The output should be exactly the lines from the one containing "Task: where can the pointed" through the last line of the records, and only those.

*** DATA LISTING ***

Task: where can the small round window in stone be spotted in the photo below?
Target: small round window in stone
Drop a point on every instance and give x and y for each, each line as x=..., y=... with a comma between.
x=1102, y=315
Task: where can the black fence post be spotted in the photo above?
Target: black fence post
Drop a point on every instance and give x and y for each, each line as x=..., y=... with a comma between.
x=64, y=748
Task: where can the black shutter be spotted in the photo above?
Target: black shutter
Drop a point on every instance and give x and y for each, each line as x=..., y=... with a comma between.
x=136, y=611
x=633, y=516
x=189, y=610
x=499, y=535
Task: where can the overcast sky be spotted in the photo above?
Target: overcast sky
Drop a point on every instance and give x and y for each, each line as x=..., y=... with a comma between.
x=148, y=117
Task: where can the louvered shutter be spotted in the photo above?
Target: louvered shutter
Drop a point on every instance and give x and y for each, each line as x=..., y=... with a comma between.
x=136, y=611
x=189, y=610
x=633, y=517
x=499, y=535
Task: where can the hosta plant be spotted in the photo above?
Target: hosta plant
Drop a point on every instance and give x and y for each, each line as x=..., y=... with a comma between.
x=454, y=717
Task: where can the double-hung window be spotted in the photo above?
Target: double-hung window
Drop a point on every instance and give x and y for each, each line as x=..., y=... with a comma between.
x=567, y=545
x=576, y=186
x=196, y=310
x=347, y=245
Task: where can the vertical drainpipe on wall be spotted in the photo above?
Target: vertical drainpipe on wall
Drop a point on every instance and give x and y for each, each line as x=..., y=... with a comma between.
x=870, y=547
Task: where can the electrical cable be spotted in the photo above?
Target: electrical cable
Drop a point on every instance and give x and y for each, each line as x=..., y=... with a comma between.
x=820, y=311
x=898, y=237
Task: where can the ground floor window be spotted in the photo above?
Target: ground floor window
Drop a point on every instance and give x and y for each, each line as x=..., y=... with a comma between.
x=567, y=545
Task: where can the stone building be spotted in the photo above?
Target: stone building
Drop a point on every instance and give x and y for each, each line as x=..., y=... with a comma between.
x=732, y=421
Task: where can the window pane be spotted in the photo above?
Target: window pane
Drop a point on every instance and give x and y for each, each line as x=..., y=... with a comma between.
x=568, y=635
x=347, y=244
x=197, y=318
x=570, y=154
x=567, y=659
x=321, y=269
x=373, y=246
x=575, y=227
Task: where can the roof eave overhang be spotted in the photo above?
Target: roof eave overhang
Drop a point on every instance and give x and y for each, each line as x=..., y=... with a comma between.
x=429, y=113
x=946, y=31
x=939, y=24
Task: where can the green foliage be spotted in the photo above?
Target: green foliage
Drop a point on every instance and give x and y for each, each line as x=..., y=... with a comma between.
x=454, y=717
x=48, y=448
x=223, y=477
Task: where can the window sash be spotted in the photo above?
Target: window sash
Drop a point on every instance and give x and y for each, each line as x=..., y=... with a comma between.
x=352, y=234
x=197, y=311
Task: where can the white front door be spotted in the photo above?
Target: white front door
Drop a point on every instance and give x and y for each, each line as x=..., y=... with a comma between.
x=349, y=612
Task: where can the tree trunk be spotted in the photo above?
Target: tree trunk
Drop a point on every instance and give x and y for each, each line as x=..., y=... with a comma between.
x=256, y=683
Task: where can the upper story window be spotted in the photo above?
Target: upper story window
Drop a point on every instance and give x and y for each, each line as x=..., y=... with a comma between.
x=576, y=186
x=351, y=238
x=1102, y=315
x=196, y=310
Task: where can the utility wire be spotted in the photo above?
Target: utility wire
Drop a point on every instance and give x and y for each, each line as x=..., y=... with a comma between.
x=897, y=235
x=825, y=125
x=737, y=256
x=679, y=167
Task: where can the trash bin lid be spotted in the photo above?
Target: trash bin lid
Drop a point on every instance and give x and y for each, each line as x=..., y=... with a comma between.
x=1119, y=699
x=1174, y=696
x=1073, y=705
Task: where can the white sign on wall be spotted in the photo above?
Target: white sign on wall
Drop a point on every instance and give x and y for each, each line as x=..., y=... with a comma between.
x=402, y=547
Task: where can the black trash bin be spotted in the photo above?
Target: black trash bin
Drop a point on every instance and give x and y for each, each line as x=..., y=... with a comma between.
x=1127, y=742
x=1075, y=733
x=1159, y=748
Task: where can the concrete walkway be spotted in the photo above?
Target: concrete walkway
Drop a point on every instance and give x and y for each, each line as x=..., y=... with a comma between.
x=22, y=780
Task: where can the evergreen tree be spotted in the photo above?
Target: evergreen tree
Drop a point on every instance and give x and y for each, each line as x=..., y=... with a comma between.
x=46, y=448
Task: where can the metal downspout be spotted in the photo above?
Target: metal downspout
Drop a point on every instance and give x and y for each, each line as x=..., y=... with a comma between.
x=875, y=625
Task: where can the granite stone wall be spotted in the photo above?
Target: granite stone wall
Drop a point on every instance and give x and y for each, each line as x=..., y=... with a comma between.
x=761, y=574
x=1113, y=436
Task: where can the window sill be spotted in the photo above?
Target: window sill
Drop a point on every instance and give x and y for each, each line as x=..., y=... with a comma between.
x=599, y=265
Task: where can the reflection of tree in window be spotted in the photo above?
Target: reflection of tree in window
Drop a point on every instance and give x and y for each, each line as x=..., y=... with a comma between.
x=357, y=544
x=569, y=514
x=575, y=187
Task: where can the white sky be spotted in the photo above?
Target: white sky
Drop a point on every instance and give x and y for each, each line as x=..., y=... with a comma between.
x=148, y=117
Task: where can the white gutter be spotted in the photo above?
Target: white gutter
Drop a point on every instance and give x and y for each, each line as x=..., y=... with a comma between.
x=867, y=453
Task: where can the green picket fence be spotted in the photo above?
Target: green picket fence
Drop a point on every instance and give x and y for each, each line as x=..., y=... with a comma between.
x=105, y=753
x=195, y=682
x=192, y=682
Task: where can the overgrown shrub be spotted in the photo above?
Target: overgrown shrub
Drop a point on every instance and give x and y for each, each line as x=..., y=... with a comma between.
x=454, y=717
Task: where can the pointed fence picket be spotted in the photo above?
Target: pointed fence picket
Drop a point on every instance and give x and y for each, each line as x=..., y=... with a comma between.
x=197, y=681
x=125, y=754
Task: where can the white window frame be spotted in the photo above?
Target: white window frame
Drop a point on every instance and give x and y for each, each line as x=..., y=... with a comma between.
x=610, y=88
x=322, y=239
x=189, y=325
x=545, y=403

***

RESPONSE AREA -
Task: where can the pointed fence picket be spotted in the photo above?
Target: pointed fence picket
Drop a point on every instance and give x and y for each, each line as x=..., y=... with a comma between.
x=197, y=681
x=125, y=754
Task: where can the white window frame be spotted in the photo above?
Target: white window frame
Drop a point on every instance and give x and y for each, each line as x=..., y=... with a comma between.
x=610, y=88
x=322, y=239
x=189, y=325
x=545, y=403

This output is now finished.